> Supplied data
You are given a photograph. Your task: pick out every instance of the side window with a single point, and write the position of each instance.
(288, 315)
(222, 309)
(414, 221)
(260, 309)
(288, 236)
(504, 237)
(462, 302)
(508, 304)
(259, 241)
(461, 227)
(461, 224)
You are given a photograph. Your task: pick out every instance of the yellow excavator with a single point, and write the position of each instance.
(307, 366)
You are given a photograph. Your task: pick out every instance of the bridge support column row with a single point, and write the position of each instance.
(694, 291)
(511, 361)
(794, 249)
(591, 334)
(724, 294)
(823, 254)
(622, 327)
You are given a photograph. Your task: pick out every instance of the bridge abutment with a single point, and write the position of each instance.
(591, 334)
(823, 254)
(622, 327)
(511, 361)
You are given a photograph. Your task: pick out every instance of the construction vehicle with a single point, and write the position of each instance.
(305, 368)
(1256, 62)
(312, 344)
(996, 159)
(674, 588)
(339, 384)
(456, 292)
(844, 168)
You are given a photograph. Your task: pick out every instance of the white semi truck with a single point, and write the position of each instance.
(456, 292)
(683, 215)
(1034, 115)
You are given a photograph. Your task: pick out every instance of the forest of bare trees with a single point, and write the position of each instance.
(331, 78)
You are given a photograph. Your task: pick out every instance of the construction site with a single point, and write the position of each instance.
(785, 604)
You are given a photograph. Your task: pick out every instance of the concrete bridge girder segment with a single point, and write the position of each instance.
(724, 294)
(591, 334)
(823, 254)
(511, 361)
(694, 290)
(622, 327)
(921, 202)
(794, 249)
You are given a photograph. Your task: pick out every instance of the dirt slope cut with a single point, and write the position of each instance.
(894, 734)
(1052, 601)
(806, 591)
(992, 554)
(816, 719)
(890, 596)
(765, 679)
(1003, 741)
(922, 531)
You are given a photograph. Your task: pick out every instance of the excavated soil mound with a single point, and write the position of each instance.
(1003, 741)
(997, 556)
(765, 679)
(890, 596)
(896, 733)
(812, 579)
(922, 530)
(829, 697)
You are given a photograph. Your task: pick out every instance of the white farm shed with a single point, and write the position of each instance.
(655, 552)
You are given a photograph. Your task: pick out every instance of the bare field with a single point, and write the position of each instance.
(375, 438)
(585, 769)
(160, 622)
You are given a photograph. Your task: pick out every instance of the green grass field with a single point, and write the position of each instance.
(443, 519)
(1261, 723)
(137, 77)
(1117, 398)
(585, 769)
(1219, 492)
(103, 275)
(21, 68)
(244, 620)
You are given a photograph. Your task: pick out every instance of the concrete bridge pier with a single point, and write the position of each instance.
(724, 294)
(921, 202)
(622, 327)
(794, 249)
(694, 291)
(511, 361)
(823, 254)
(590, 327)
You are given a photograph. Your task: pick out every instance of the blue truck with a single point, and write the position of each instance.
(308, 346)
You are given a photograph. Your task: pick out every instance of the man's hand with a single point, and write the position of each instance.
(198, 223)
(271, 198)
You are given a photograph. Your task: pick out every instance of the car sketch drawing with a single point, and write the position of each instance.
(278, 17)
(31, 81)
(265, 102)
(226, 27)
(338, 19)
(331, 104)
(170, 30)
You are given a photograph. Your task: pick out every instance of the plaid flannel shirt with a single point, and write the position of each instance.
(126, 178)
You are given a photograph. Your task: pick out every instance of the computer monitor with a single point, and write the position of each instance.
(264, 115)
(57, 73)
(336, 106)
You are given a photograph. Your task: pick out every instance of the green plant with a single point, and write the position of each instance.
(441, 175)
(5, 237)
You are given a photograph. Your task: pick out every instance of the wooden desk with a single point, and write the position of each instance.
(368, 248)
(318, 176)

> Aim
Please give every line of the records above as a Markdown table with two columns, Number and Entry, numbering the lines in order and leaving out any blank lines.

> Output for this task
| Number | Entry |
|---|---|
| 1 | You are given a photograph. Your task: pick out every instance of the side window with a single point, and write the position of each instance. |
| 2 | (288, 315) |
| 3 | (222, 309) |
| 4 | (414, 221) |
| 5 | (260, 309) |
| 6 | (288, 236) |
| 7 | (504, 237) |
| 8 | (462, 302) |
| 9 | (508, 304) |
| 10 | (259, 241) |
| 11 | (461, 227) |
| 12 | (461, 224) |
| 13 | You are given a photograph. Your task: pick out every instance of the yellow excavator with a single point, and write the position of each instance. |
| 14 | (307, 366) |
| 15 | You are given a photograph. Your task: pick out every instance of the bridge support column row with a single point, and write the position of each instance. |
| 16 | (694, 291) |
| 17 | (511, 361) |
| 18 | (794, 249) |
| 19 | (591, 334) |
| 20 | (724, 294) |
| 21 | (823, 254) |
| 22 | (622, 327) |
| 23 | You are given a photograph. Your task: pick out every instance of the bridge abutment with a single point, and write the position of each instance. |
| 24 | (591, 334) |
| 25 | (823, 254) |
| 26 | (622, 327) |
| 27 | (511, 361) |
| 28 | You are given a photograph. Your task: pick out every instance of the construction vehicle with a single point, and write the position of each instance. |
| 29 | (305, 368) |
| 30 | (1256, 62) |
| 31 | (312, 344) |
| 32 | (996, 159) |
| 33 | (674, 588) |
| 34 | (339, 384) |
| 35 | (456, 292) |
| 36 | (844, 168) |
| 37 | You are given a photograph. Your task: pick out every instance of the white semi truck with a single point, and write the position of each instance. |
| 38 | (456, 292) |
| 39 | (683, 215) |
| 40 | (1034, 115) |
| 41 | You are given a photograph. Your task: pick out every instance of the forest of bare trees with a single point, and write the position of each instance. |
| 42 | (331, 78) |
| 43 | You are given a photograph. Your task: pick out every instance of the construction site with a single point, and write the position of each instance. |
| 44 | (785, 604) |
| 45 | You are given a photograph. Your task: pick out every instance of the concrete bridge girder segment with a single point, and write the position of each instance. |
| 46 | (724, 294) |
| 47 | (591, 334) |
| 48 | (823, 254) |
| 49 | (511, 361) |
| 50 | (694, 290) |
| 51 | (622, 327) |
| 52 | (921, 202) |
| 53 | (794, 249) |
| 54 | You are given a photograph. Your task: pick out every instance of the dirt slope cut with a single point, and write the position of each instance. |
| 55 | (894, 734) |
| 56 | (1052, 601) |
| 57 | (806, 591) |
| 58 | (992, 554) |
| 59 | (816, 719) |
| 60 | (890, 596) |
| 61 | (765, 679) |
| 62 | (1003, 741) |
| 63 | (922, 531) |
| 64 | You are given a photograph. Your task: pick out every instance of the excavated soil mound with a single point, and write the position of each instance. |
| 65 | (1003, 741) |
| 66 | (997, 556) |
| 67 | (765, 679) |
| 68 | (890, 596) |
| 69 | (896, 733) |
| 70 | (812, 579) |
| 71 | (922, 530) |
| 72 | (829, 697) |
| 73 | You are given a photograph. Your task: pick out every instance of the white farm shed with a single point, and write the position of each instance. |
| 74 | (655, 552) |
| 75 | You are given a photograph. Your task: pick out every instance of the bare field with a single point, and write the position of each instance. |
| 76 | (375, 438) |
| 77 | (585, 769) |
| 78 | (160, 622) |
| 79 | You are given a photograph. Your task: pick out every instance of the green grass field with a single point, and write the position of each instance. |
| 80 | (443, 519) |
| 81 | (1261, 723) |
| 82 | (137, 77) |
| 83 | (1117, 398) |
| 84 | (585, 769) |
| 85 | (1219, 492) |
| 86 | (103, 275) |
| 87 | (21, 68) |
| 88 | (244, 620) |
| 89 | You are given a photograph. Your task: pick out every instance of the concrete bridge pier with a single point, and write the position of each instance. |
| 90 | (724, 294) |
| 91 | (921, 202) |
| 92 | (622, 327) |
| 93 | (794, 249) |
| 94 | (694, 291) |
| 95 | (511, 361) |
| 96 | (823, 254) |
| 97 | (590, 327) |
| 98 | You are given a photograph. Your task: pick out every instance of the blue truck with a single point, and write the position of each instance. |
| 99 | (308, 346) |
| 100 | You are given a photograph. Your task: pick out every instance of the man's hand with a single point, and write the position of each instance. |
| 101 | (198, 223) |
| 102 | (271, 198) |
| 103 | You are given a photograph. Your task: pick out every instance of the car sketch drawing with a single point, and write the position of each instance. |
| 104 | (278, 17) |
| 105 | (31, 81) |
| 106 | (265, 102) |
| 107 | (226, 27) |
| 108 | (338, 19) |
| 109 | (331, 104) |
| 110 | (170, 30) |
| 111 | You are given a photograph. Your task: pick out every instance of the plaid flannel shirt with a single point, and write the position of each instance. |
| 112 | (126, 178) |
| 113 | You are given a photograph. Your task: pick out every instance of the computer monitor with a single point, and write the position of each instance. |
| 114 | (264, 115) |
| 115 | (57, 73) |
| 116 | (336, 106) |
| 117 | You are given a photograph. Your task: pick out every instance of the green plant with a single point, and write the position of each instance. |
| 118 | (441, 175) |
| 119 | (5, 237) |
| 120 | You are given a photograph. Your task: pick out every instance of the wooden desk with a single point, and write the position of each instance. |
| 121 | (368, 248) |
| 122 | (318, 176) |